Beginning at the line that includes "the boy's brown" in the entries below, print each line exactly as it appears, through the last one.

(Region pointing data)
= Beginning of Section =

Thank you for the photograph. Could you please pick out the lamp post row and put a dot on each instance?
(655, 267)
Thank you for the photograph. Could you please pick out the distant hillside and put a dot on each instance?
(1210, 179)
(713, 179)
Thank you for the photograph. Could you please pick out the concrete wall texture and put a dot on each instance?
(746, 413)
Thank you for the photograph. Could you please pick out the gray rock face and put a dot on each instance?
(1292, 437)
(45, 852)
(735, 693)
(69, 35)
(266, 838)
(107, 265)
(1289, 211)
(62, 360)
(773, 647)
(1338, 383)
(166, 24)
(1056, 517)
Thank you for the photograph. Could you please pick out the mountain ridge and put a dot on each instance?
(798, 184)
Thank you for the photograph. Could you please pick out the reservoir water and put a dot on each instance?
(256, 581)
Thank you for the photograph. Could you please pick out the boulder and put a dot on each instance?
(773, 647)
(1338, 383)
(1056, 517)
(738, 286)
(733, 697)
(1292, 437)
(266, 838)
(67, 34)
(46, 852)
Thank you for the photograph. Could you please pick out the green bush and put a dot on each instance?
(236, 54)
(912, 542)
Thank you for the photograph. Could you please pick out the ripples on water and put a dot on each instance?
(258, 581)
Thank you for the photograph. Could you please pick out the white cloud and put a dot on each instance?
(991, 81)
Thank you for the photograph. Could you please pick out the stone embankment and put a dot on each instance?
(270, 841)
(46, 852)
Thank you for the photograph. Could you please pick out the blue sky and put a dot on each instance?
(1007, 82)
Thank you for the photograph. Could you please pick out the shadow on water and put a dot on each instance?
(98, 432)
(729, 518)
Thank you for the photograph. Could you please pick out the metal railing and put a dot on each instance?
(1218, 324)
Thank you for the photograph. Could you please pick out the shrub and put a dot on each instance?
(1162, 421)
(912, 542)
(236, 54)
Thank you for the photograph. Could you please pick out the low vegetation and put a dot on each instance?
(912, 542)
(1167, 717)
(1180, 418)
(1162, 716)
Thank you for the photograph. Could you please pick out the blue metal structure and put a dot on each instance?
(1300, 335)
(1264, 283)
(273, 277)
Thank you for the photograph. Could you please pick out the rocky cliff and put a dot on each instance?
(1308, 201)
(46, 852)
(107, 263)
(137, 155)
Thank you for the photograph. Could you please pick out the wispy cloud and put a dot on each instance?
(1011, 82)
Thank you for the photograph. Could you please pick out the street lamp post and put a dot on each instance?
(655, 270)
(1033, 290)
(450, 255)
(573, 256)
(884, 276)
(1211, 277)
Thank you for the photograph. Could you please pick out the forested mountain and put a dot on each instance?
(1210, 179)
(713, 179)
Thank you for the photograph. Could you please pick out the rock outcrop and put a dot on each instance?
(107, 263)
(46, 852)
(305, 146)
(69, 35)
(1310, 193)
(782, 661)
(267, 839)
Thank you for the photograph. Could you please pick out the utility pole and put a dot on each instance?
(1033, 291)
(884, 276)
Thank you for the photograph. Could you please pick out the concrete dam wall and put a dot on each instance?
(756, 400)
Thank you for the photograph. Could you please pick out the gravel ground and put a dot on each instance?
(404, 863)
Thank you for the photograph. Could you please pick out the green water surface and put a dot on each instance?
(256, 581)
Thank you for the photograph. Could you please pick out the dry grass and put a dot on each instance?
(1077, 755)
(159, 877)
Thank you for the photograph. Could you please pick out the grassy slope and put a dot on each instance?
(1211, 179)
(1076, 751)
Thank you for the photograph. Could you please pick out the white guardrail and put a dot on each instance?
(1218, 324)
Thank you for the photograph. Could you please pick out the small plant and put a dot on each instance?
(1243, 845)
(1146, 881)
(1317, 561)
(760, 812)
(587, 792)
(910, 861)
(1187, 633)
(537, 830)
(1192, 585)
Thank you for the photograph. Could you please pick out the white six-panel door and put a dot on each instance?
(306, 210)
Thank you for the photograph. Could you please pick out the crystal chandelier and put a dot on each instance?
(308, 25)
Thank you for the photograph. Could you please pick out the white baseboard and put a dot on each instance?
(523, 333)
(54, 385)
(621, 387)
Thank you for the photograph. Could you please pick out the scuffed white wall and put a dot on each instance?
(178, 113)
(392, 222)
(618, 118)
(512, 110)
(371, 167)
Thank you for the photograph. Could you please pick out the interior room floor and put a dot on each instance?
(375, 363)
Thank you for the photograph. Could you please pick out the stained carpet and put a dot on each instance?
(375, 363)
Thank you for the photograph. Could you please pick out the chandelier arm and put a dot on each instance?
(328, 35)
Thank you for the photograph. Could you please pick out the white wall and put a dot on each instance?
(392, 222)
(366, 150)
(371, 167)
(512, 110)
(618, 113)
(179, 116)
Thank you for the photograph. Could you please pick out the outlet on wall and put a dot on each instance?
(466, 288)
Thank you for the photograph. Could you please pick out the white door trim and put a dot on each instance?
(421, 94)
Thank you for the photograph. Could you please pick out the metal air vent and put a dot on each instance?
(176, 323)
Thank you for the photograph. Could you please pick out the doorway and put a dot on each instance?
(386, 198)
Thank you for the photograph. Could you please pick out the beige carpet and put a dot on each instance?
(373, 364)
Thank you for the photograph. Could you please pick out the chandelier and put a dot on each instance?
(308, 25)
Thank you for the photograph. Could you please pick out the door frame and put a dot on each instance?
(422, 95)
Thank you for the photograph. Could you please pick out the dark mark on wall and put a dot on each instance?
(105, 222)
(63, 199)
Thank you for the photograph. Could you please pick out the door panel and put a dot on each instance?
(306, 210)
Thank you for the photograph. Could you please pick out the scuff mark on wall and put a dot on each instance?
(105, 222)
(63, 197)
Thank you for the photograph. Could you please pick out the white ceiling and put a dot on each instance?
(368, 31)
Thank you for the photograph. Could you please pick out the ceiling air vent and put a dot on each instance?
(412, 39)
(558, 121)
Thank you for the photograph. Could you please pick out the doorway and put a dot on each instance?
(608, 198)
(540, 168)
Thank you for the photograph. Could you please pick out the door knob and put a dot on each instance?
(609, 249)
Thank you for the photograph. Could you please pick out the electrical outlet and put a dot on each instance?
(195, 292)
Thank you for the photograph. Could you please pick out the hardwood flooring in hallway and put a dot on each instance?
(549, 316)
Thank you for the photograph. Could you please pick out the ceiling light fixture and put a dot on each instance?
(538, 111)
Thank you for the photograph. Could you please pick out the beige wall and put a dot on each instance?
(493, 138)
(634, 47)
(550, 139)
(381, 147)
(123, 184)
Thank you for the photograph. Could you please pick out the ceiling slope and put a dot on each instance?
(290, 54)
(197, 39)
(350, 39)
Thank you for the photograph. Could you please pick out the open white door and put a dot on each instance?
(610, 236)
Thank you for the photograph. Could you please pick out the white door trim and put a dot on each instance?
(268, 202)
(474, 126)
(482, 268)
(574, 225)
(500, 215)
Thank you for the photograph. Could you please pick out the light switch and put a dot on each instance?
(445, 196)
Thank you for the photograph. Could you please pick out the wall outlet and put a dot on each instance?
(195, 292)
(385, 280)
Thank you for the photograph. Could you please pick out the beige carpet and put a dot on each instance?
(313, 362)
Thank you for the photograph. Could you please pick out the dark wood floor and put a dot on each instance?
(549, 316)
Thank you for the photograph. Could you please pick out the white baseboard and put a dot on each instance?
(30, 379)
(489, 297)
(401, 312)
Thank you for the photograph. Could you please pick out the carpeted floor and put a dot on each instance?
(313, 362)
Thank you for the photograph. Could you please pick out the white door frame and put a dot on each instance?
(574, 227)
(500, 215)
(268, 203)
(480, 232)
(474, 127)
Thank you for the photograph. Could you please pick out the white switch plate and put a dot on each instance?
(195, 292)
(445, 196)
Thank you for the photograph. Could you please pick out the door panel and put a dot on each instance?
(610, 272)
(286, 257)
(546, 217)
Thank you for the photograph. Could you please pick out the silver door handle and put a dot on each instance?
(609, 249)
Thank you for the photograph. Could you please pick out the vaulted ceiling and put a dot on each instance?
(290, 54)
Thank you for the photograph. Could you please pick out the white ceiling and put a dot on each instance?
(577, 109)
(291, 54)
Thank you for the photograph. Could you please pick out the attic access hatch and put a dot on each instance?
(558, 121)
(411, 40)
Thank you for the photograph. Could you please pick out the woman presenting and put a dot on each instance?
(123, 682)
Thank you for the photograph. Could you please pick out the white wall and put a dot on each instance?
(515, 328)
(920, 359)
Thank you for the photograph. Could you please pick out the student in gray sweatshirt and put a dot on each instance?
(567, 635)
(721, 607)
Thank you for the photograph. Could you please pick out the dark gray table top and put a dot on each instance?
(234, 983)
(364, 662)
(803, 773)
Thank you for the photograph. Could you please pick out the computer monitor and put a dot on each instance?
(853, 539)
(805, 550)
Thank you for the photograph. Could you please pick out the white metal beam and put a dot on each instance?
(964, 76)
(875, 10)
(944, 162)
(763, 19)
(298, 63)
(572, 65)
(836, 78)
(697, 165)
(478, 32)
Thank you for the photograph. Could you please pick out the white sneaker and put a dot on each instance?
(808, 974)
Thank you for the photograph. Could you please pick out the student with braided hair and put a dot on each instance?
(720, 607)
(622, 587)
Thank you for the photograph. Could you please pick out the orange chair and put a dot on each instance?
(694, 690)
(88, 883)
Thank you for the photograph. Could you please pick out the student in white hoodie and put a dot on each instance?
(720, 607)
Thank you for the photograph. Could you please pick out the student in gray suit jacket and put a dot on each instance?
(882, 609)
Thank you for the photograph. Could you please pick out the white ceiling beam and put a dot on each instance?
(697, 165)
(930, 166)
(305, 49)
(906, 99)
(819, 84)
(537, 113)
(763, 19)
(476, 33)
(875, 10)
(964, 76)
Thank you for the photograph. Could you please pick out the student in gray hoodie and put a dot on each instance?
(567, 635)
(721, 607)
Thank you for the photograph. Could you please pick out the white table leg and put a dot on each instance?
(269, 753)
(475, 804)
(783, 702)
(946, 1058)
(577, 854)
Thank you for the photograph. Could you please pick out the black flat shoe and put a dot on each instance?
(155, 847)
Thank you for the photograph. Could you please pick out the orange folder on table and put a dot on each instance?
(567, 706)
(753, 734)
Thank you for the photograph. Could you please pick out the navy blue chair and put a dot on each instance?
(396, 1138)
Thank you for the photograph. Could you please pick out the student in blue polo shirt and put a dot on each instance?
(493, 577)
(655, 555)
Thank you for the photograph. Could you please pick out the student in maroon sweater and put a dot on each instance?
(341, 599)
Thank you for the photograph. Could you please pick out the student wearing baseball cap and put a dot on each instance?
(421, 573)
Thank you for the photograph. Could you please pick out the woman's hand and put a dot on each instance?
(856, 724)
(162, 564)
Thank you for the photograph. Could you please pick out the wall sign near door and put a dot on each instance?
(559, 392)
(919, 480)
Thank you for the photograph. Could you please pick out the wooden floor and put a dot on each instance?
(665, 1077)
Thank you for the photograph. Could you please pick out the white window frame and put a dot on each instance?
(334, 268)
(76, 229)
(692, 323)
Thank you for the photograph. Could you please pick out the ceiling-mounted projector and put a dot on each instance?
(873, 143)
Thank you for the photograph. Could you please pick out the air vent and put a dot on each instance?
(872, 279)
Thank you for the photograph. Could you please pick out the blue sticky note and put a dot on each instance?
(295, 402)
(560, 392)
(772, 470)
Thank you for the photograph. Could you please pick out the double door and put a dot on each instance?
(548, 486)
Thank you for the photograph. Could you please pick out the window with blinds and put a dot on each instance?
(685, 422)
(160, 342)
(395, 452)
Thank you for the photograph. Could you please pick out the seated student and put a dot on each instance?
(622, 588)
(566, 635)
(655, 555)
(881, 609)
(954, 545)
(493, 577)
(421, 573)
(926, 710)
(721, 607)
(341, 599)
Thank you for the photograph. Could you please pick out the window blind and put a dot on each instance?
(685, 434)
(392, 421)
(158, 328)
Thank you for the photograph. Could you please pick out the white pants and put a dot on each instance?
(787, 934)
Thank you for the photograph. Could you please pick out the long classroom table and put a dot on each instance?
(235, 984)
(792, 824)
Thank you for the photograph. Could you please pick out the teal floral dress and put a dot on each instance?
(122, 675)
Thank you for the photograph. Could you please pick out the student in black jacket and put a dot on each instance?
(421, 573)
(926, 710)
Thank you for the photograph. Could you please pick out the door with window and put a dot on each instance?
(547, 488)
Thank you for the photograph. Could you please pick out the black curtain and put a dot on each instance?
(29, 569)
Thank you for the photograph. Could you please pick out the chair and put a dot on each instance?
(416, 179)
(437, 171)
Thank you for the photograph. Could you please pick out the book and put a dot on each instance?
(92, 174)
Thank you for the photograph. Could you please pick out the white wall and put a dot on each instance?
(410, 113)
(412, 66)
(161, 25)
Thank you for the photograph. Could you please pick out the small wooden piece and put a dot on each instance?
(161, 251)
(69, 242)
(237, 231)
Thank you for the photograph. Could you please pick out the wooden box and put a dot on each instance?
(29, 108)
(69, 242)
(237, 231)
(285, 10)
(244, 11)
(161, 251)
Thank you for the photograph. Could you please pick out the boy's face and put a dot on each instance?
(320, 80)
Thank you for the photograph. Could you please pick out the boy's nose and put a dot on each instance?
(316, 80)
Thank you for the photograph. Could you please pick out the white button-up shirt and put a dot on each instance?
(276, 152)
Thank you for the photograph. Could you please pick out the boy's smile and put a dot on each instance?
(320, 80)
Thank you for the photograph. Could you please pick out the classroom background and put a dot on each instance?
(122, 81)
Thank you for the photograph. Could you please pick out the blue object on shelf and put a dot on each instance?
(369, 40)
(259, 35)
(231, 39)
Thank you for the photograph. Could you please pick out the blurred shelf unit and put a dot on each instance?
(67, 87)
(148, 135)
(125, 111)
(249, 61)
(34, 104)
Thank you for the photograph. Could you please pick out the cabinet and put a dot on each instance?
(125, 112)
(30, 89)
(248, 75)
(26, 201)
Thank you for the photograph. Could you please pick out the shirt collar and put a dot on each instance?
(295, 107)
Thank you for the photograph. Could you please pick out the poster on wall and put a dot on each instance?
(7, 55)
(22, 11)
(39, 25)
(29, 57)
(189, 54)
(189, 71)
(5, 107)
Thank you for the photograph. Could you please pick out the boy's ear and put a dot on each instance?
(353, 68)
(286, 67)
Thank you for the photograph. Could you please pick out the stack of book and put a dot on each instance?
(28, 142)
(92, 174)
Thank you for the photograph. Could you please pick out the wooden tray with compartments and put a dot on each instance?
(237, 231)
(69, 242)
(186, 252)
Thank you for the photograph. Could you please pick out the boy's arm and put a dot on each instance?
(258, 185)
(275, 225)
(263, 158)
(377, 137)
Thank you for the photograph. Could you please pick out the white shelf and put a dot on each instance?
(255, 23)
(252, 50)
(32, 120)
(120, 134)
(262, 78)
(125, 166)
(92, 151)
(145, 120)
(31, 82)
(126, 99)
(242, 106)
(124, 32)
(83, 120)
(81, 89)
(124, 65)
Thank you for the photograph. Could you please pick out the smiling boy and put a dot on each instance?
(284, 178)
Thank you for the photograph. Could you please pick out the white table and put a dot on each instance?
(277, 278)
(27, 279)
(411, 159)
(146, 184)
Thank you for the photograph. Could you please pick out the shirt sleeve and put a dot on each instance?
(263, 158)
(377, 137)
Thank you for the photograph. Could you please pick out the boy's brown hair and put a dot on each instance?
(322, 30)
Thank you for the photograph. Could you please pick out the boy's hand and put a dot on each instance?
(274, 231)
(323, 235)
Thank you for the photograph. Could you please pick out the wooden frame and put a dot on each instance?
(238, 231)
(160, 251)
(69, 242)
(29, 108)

= End of Section =

#### Output of the task
Thank you for the photograph. Could you please pick out the boy's brown hair and put a dot on each instance?
(322, 30)
Thank you for the photograph. Could you please pick out the boy's hand and put a dot on each instance?
(274, 231)
(323, 235)
Thank you for the photograph. Could you please pick out the wooden frame and put a dot on each instance?
(238, 231)
(160, 251)
(69, 242)
(29, 108)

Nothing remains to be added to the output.